AIM: Convert the lines of the material below into a JSON list of strings, one string per line and no blank lines, starting at the line that contains "of the advertising" and continuing through the end of the material.

[Records contained in a dataset]
-- START --
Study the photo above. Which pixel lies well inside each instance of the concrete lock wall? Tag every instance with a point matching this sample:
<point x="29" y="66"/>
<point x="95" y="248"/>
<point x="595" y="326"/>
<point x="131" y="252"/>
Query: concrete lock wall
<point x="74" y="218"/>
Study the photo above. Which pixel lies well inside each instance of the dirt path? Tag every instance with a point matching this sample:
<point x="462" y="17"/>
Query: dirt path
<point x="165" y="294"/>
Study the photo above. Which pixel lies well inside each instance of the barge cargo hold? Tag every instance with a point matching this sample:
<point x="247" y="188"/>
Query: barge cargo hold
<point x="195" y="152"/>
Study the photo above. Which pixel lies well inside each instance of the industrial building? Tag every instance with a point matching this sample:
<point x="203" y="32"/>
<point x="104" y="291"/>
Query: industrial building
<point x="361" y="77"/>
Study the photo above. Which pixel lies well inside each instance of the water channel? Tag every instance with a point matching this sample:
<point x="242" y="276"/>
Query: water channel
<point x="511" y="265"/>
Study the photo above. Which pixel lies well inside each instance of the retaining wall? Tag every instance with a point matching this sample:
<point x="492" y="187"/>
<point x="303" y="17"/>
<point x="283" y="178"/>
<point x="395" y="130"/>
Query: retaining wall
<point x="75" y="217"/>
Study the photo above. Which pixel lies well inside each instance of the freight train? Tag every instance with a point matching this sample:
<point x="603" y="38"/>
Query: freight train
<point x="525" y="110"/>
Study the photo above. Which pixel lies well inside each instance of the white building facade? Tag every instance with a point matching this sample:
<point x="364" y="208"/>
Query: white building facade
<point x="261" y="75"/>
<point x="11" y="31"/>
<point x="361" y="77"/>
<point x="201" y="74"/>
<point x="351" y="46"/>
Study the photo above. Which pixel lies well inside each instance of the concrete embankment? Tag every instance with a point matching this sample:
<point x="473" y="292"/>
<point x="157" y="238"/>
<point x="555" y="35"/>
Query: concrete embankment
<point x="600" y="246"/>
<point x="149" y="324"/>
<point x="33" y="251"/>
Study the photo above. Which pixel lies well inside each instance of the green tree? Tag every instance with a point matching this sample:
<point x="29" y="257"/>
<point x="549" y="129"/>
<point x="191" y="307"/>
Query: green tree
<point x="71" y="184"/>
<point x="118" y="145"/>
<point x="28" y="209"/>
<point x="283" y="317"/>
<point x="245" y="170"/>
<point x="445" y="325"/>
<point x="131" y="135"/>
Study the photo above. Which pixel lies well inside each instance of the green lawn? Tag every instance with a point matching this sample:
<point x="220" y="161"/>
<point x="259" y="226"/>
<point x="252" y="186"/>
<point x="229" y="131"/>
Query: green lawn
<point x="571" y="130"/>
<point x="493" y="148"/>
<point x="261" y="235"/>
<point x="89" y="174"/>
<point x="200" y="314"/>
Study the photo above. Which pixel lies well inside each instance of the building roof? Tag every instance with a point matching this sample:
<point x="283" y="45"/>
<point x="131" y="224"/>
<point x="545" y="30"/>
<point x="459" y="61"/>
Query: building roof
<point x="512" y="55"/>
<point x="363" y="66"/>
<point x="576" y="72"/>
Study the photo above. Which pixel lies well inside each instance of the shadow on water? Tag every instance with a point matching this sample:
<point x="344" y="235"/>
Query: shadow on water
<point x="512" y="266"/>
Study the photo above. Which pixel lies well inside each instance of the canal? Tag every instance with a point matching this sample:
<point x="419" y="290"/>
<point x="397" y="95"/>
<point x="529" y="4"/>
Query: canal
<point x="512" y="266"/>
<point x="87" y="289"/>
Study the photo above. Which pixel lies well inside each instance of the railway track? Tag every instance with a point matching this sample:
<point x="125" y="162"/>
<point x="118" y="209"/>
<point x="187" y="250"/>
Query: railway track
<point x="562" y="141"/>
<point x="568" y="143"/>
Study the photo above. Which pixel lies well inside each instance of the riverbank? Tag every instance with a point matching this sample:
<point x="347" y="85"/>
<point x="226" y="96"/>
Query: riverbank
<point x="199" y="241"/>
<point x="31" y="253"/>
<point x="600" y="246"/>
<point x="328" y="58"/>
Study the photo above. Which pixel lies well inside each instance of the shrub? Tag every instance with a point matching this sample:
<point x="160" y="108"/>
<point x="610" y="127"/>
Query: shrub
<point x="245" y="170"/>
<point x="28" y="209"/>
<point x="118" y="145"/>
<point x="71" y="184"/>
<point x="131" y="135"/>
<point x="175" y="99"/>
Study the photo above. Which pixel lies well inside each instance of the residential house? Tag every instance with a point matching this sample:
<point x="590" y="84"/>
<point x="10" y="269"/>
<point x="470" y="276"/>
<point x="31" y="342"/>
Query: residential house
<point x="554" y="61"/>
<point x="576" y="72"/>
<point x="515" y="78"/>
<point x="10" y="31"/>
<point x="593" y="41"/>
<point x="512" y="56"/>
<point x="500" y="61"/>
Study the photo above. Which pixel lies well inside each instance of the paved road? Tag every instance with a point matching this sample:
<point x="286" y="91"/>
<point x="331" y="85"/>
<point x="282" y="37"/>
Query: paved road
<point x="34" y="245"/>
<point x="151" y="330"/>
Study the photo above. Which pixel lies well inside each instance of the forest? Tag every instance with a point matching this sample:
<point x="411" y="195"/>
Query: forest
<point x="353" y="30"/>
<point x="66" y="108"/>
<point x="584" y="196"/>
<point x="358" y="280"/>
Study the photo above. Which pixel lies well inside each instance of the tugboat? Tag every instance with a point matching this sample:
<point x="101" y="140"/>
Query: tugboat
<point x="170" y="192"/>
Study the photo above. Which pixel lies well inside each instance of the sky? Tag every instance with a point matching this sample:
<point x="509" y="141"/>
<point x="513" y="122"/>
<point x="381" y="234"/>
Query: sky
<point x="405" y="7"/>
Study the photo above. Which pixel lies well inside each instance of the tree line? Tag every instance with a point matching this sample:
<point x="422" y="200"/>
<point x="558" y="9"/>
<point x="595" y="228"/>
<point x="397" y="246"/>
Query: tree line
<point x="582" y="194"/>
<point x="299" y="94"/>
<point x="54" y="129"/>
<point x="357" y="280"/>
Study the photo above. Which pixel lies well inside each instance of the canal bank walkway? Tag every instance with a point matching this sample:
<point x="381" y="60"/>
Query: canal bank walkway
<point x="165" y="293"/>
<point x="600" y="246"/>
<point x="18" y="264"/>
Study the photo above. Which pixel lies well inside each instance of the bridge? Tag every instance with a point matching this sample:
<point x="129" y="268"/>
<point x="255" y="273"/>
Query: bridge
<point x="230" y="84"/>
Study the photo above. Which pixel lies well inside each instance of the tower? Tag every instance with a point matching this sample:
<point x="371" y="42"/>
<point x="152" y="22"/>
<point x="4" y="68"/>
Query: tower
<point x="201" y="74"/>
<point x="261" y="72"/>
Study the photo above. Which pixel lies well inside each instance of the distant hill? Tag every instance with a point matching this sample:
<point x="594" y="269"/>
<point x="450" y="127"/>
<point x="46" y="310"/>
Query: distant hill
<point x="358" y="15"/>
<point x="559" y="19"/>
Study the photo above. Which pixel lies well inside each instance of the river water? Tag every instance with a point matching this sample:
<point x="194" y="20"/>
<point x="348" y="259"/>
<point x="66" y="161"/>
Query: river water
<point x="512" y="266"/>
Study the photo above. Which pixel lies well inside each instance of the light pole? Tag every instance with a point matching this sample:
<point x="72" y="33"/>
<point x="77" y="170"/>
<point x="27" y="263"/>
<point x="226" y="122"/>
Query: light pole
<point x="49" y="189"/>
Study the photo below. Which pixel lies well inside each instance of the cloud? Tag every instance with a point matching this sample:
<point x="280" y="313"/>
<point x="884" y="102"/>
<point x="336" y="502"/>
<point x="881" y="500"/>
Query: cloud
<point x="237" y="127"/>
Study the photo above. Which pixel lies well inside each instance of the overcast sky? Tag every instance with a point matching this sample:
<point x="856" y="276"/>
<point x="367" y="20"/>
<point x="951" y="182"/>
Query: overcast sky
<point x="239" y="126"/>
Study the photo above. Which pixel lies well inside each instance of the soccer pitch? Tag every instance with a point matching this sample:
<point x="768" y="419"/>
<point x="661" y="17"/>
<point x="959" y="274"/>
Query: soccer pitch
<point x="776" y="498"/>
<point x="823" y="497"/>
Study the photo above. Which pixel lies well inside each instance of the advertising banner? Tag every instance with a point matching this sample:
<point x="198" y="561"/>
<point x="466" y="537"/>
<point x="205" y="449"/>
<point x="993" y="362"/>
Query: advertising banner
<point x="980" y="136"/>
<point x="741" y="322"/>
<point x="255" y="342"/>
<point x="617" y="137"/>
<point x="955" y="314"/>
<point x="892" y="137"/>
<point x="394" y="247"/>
-- END --
RESULT FOR THIS EXERCISE:
[
  "Study the photo above. Which pixel lies well inside each instance of the advertising banner? Tag every instance with a point matching this sample:",
  "<point x=\"198\" y=\"561\"/>",
  "<point x=\"466\" y=\"537\"/>",
  "<point x=\"205\" y=\"449\"/>",
  "<point x=\"993\" y=\"362\"/>",
  "Query: advertising banner",
  "<point x=\"980\" y=\"136\"/>",
  "<point x=\"741\" y=\"322\"/>",
  "<point x=\"255\" y=\"342\"/>",
  "<point x=\"617\" y=\"137\"/>",
  "<point x=\"955\" y=\"314\"/>",
  "<point x=\"892\" y=\"137\"/>",
  "<point x=\"394\" y=\"247\"/>"
]